TASK INPUTS ->
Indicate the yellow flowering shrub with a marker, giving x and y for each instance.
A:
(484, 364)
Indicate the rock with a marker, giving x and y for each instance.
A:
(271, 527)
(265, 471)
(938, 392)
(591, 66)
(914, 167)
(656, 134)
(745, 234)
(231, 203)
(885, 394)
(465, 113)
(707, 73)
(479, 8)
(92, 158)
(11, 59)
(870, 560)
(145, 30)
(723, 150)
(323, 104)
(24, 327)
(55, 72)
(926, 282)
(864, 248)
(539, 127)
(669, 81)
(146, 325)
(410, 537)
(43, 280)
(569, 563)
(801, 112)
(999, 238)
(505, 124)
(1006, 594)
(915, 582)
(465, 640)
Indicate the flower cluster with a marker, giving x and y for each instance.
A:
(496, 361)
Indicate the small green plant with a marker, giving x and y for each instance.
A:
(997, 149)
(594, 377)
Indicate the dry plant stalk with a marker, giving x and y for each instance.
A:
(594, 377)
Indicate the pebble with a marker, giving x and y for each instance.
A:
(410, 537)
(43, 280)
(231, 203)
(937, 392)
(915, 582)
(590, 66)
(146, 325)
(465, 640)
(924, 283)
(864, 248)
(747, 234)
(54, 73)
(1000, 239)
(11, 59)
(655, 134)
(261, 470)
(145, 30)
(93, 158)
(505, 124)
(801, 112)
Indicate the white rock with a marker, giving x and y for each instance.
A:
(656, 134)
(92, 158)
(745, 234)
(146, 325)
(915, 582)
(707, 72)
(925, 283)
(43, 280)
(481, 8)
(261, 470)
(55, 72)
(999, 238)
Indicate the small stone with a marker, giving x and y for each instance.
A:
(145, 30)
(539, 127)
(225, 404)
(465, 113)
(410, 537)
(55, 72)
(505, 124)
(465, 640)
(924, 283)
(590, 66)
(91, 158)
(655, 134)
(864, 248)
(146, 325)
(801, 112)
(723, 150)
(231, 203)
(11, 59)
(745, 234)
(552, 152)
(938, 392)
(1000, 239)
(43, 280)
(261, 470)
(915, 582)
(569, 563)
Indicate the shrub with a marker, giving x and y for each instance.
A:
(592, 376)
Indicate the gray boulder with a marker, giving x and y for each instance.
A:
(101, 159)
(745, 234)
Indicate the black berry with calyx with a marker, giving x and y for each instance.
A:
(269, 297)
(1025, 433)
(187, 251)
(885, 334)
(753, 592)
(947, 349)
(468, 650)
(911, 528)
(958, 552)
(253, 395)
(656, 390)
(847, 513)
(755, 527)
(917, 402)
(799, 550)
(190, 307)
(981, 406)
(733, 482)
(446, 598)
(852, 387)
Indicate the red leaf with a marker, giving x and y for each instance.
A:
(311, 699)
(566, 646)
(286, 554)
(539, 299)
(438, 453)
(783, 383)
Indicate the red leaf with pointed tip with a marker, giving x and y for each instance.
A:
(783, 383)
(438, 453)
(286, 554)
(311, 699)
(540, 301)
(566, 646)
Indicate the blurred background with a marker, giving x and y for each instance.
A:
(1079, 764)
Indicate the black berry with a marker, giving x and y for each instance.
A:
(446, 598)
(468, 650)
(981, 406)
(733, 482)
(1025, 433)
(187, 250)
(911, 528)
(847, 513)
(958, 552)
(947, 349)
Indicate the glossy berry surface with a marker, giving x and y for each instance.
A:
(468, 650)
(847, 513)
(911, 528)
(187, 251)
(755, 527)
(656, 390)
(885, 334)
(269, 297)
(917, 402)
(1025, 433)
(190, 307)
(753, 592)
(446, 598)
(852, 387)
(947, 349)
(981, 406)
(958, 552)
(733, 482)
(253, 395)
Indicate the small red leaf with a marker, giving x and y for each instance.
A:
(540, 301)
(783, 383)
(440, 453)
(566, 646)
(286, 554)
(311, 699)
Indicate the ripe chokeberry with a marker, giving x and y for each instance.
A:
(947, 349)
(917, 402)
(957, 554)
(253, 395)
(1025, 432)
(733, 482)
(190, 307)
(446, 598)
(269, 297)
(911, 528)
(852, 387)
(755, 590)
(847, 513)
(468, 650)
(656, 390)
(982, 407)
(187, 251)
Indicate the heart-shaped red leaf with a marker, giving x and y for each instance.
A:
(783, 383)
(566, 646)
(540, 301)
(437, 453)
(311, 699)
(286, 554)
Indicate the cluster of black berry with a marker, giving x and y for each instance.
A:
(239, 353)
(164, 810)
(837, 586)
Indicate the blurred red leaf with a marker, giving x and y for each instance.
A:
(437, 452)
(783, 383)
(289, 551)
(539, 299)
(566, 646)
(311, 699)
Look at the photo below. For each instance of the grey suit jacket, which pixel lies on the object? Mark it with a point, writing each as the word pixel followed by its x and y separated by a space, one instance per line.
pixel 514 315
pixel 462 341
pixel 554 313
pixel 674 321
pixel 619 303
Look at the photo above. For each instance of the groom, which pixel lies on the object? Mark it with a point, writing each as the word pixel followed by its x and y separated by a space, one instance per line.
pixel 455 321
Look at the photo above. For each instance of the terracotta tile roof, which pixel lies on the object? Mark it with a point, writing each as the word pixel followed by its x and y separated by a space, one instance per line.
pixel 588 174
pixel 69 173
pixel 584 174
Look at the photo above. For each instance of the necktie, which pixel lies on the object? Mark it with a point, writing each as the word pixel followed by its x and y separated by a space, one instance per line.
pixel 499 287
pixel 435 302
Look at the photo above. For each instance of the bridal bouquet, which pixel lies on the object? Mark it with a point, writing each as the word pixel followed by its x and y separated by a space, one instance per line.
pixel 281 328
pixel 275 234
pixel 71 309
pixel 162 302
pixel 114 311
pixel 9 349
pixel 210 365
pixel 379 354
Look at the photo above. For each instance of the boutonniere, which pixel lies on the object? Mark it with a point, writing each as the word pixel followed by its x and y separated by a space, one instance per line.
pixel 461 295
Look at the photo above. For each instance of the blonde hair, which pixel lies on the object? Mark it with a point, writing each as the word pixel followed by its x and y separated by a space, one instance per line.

WHAT THE EXERCISE ASKS -> Rewrite all of the records above, replacing "with a marker" with "with a dot" wherever it occurs and leaving everything else unchanged.

TASK ANSWER ->
Indicate the yellow flowering shrub with a dot, giving x and y for each instance.
A:
(484, 364)
Indicate the rock with a dot, giving x and y for each instance.
A:
(271, 527)
(265, 471)
(938, 392)
(591, 66)
(914, 167)
(656, 134)
(745, 234)
(231, 203)
(885, 394)
(465, 113)
(707, 73)
(479, 8)
(92, 158)
(11, 59)
(870, 560)
(145, 30)
(723, 150)
(323, 104)
(24, 327)
(55, 72)
(926, 282)
(864, 248)
(539, 127)
(669, 81)
(146, 325)
(410, 537)
(43, 280)
(569, 563)
(801, 112)
(999, 238)
(505, 124)
(1006, 594)
(915, 582)
(465, 640)
Indicate the flower cluster with a dot, giving x and y for each instance.
A:
(496, 361)
Indicate the small green plant with a dot, giving x and y for each instance.
A:
(997, 149)
(594, 377)
Indicate the dry plant stalk with a dot, giving x and y for each instance.
A:
(594, 377)
Indicate the pebble with a dot, giving x and y for each instance.
A:
(410, 537)
(43, 280)
(231, 203)
(937, 392)
(915, 582)
(590, 66)
(146, 325)
(465, 640)
(924, 283)
(864, 248)
(747, 234)
(54, 73)
(1000, 239)
(11, 59)
(655, 134)
(261, 470)
(145, 30)
(93, 158)
(505, 124)
(801, 112)
Indicate the white rock with a dot, giving x and y for each instance.
A:
(656, 134)
(92, 158)
(745, 234)
(146, 325)
(915, 582)
(707, 72)
(925, 283)
(43, 280)
(481, 8)
(261, 470)
(55, 72)
(999, 238)
Indicate the small stone with a dot, giving x and y for each instance.
A:
(145, 30)
(539, 127)
(225, 404)
(465, 113)
(410, 537)
(55, 72)
(505, 124)
(465, 640)
(924, 283)
(590, 66)
(91, 158)
(655, 134)
(864, 248)
(146, 325)
(801, 112)
(723, 150)
(231, 203)
(11, 59)
(745, 234)
(552, 152)
(938, 392)
(1000, 239)
(43, 280)
(261, 470)
(915, 582)
(569, 563)
Indicate the shrub with a dot, giving x and y for each instance.
A:
(592, 376)
Indicate the gray boulder with a dot, giving x and y for each instance.
A:
(101, 159)
(745, 234)
Indicate the black berry with calyx with a dot, giving x and y for each instance.
A:
(269, 297)
(1025, 433)
(187, 251)
(885, 334)
(753, 592)
(947, 349)
(468, 650)
(911, 528)
(958, 552)
(253, 395)
(656, 390)
(847, 513)
(755, 527)
(917, 402)
(799, 550)
(190, 307)
(981, 406)
(733, 482)
(446, 598)
(852, 387)
Indicate the red leaf with a dot, giving x and y for each instance.
A:
(311, 699)
(566, 646)
(286, 554)
(539, 299)
(438, 453)
(783, 383)
Indicate the red leaf with pointed tip with a dot, giving x and y for each instance.
A:
(783, 383)
(438, 453)
(286, 554)
(311, 699)
(540, 301)
(566, 646)
Indicate the blurred background with a dot, giving x and y for each instance.
A:
(1079, 764)
Indicate the black berry with a dot, giving x and y for each instance.
A:
(446, 598)
(468, 650)
(981, 406)
(733, 482)
(1025, 433)
(187, 250)
(911, 528)
(847, 513)
(958, 552)
(947, 349)
Indicate the glossy berry surface with a dot, giving x and y for each instance.
A:
(468, 650)
(847, 513)
(911, 528)
(187, 251)
(755, 527)
(656, 390)
(885, 334)
(269, 297)
(917, 402)
(1025, 433)
(190, 307)
(753, 592)
(446, 598)
(852, 387)
(947, 349)
(981, 406)
(958, 552)
(733, 482)
(253, 395)
Indicate the small red leaf with a dot, giving x and y for each instance.
A:
(540, 301)
(783, 383)
(440, 453)
(566, 646)
(286, 554)
(311, 699)
Indicate the ripe chokeberry with a dot, giving x and y for each instance.
A:
(947, 349)
(917, 402)
(957, 554)
(253, 395)
(1025, 432)
(733, 482)
(190, 307)
(446, 598)
(269, 297)
(911, 528)
(852, 387)
(755, 590)
(847, 513)
(468, 650)
(656, 390)
(982, 407)
(187, 251)
Indicate the heart-shaped red leaf with a dot, giving x and y for each instance.
A:
(783, 383)
(566, 646)
(540, 301)
(437, 453)
(311, 699)
(286, 554)
Indicate the cluster of black berry with a dot, giving x and y for each instance.
A:
(239, 353)
(164, 810)
(837, 586)
Indicate the blurred red leaf with a dot, giving x and y for each instance.
A:
(437, 452)
(783, 383)
(289, 551)
(539, 299)
(566, 646)
(311, 699)
Look at the photo below. For each instance of the grey suit jacket, which pixel lies on the object? Mark it with a point, writing each as the word pixel followed by its x and y separated by a space, one instance per line.
pixel 514 315
pixel 462 341
pixel 554 313
pixel 674 321
pixel 619 303
Look at the photo above. For each instance of the groom, which pixel lies on the object? Mark it with a point, writing each as the word pixel followed by its x and y separated by a space, one instance per line.
pixel 455 321
Look at the photo above. For each instance of the terracotta tile roof, which pixel lies on the object? Mark it with a point, writing each as the word pixel followed by its x and y separated by a space, one instance per line.
pixel 588 174
pixel 69 173
pixel 584 174
Look at the photo above. For each instance of the necktie, which pixel lies on the object? Mark it with a point, writing each as the word pixel followed by its x and y separated by a space, one instance per line.
pixel 499 287
pixel 435 302
Look at the photo above. For each instance of the bridal bouquet, which pixel lies on the object? Mark it with a point, writing each as the word pixel followed by its x and y separated by a space, one instance per line.
pixel 281 328
pixel 275 234
pixel 71 309
pixel 162 302
pixel 114 311
pixel 9 349
pixel 210 365
pixel 379 354
Look at the photo above. For each instance of the boutonniere, which pixel lies on the object? Mark it with a point, writing each as the word pixel followed by its x and y separated by a space, one instance per line.
pixel 461 295
Look at the photo above. For each instance of the blonde hair, which pixel lies on the object? Mark it with a point, writing each as the word pixel followed by its x and y separated by a space, one instance per line.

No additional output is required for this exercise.